**GIVEN PROBLEM:** Copy every line of the records below, including the requests, and multiply each coordinate in the answers by 1.75, rounding to the nearest whole number with halves rounded up. Leave the requests and their sample coordinates unchanged.

═══ SUPPLIED INFORMATION

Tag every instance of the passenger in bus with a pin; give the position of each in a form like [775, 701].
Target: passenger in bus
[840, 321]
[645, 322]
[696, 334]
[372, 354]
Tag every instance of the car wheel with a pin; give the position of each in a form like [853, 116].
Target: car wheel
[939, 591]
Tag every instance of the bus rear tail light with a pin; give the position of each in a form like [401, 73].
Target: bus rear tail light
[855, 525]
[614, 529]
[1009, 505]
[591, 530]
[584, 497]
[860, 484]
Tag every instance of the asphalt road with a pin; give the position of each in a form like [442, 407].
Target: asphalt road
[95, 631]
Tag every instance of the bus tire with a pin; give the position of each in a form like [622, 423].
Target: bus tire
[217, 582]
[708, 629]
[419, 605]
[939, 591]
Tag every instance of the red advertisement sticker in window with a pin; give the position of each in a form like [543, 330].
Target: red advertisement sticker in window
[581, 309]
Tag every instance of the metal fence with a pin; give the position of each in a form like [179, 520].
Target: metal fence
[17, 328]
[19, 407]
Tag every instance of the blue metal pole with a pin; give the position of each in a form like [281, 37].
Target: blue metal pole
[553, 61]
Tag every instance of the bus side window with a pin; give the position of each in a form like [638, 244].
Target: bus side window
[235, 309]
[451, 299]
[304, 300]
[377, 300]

══════

**ANSWER TO THIS TASK:**
Tag every instance of the passenger in bus with a pin; give the position of each in a form like [775, 701].
Target: passenger in bus
[1470, 562]
[1129, 564]
[1218, 585]
[651, 620]
Tag every instance of the car wheel with a pin; give the position of each in a form like [853, 116].
Target: car wheel
[1643, 1034]
Tag every instance of the bus rear tail light with a pin; give the position of each in a form like [401, 73].
Target: bus rear tail light
[1496, 919]
[1075, 926]
[1766, 884]
[1034, 928]
[1022, 870]
[1505, 847]
Tag every instance of the asphalt road with a pin; give the position of each in a form like [442, 407].
Target: asphalt road
[166, 1104]
Tag every instance of the bus tire with a pin; give the position of each in a form like [622, 423].
Target: bus tire
[380, 1019]
[1239, 1101]
[733, 1059]
[1643, 1034]
Tag every instance of the red advertisement sticker in window with a pin; give the position of each in a form like [543, 330].
Target: red advertisement sticker in window
[1017, 541]
Tag every instance of the metal fence with a pin; give the position of each in a form like [179, 520].
Target: metal fence
[30, 574]
[33, 712]
Tag every instance of the blue metal pole with a pin; give the position of each in a form like [281, 37].
Target: blue metal pole
[968, 107]
Tag every instance of the bus side window with a pin; give the position of each in a form like [638, 244].
Target: bus side window
[411, 541]
[789, 523]
[532, 525]
[660, 525]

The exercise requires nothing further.